MATERIAL FOR THE TASK ::
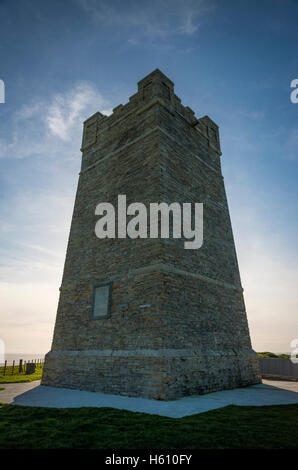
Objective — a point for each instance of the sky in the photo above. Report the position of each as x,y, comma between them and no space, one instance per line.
61,61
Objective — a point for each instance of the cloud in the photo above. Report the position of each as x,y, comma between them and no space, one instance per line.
40,161
155,19
66,111
48,127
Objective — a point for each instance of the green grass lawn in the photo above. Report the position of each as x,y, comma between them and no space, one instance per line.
270,427
17,378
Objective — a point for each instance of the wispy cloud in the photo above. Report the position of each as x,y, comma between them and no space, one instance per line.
155,19
41,157
47,127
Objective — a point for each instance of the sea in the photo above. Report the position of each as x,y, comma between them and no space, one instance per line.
10,357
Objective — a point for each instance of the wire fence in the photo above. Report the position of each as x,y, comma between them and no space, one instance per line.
21,367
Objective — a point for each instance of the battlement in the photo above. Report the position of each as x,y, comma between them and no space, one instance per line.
155,87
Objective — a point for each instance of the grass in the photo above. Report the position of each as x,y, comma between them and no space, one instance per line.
232,427
18,378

WHAT IS EXPECTED ::
The copy must match every line of the data exactly and contain no pictures.

SOLUTION ::
Objective — a point for each instance of the sky in the photo above. Report the position of each as x,y, comma between them and no space, one instance per line.
61,61
Objective — a point for each instance of the cloud in the photo above. Report the position of each as x,y, comma between them and no space, one instance per line.
40,161
155,19
66,111
48,127
Objective — a point for each instance of the green grass lawn in the photo above. Report the position of each as x,y, comma between them and no space, one instance per line.
270,427
17,378
Objective — a point for each instance of the wispy cloud in the photo above. Report the position of each as x,y, comma between them and no space, one instance per line.
155,19
41,157
47,127
Objective — a point for each instance of the sea in the photo above. Report the position of each as x,y, comma between them and no space, one instance per line.
10,357
Objective — a point for each instance of the wire fence in the photo above. Report the position of each as x,y, comma between them and no space, one instance per line.
21,367
Objective — a point for each instance of the battlement in the photo above. Report the position of each as x,y, comma between them and no space, one instance per line.
155,87
Objective — a point for each instance of the grass in the photo above. Report the position of each as x,y, comma between them and no space, one instance per line.
232,427
18,378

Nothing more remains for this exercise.